◆ To do
Recast the stretch from the first line through the line that contains "x=170 y=170" as a Markdown table with two columns, n for the row number and Line for the line itself. Omit blank lines.
--- START OF Task inputs ---
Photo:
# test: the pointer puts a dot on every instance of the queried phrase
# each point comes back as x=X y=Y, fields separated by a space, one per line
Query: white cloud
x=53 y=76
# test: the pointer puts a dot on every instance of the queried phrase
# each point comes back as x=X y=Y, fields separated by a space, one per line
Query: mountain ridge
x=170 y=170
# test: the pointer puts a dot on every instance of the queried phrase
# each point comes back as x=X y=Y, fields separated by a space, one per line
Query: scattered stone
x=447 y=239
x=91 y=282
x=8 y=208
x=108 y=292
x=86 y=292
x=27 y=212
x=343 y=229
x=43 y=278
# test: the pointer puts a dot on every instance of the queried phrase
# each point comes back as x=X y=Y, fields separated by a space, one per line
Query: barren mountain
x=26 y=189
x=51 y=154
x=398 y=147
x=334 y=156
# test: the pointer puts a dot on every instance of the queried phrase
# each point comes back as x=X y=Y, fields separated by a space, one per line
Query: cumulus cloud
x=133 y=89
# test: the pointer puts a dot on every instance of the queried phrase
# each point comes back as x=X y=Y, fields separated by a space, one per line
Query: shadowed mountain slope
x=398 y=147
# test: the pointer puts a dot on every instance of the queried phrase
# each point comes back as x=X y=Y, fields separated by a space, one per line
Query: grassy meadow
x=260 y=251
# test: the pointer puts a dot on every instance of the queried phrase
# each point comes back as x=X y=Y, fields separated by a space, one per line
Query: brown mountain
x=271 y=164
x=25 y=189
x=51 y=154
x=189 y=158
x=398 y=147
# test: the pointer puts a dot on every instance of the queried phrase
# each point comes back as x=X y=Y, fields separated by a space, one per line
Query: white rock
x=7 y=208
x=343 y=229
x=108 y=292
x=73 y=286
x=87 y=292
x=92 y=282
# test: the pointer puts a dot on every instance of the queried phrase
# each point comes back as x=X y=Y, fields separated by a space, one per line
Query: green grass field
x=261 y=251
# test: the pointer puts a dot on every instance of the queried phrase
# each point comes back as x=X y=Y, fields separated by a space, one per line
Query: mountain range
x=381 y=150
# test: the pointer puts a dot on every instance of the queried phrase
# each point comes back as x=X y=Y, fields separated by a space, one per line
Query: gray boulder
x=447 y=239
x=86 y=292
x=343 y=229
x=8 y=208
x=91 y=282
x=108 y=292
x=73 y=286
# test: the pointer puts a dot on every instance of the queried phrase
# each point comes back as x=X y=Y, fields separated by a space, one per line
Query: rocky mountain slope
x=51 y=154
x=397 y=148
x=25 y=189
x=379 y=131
--- END OF Task inputs ---
◆ Correct result
| n | Line |
|---|---|
| 1 | Photo: |
| 2 | # test: the pointer puts a dot on every instance of the queried phrase |
| 3 | # each point comes back as x=X y=Y, fields separated by a space, one per line |
| 4 | Query: white cloud |
| 5 | x=53 y=76 |
| 6 | # test: the pointer puts a dot on every instance of the queried phrase |
| 7 | # each point comes back as x=X y=Y, fields separated by a space, one per line |
| 8 | Query: mountain ridge |
| 9 | x=170 y=170 |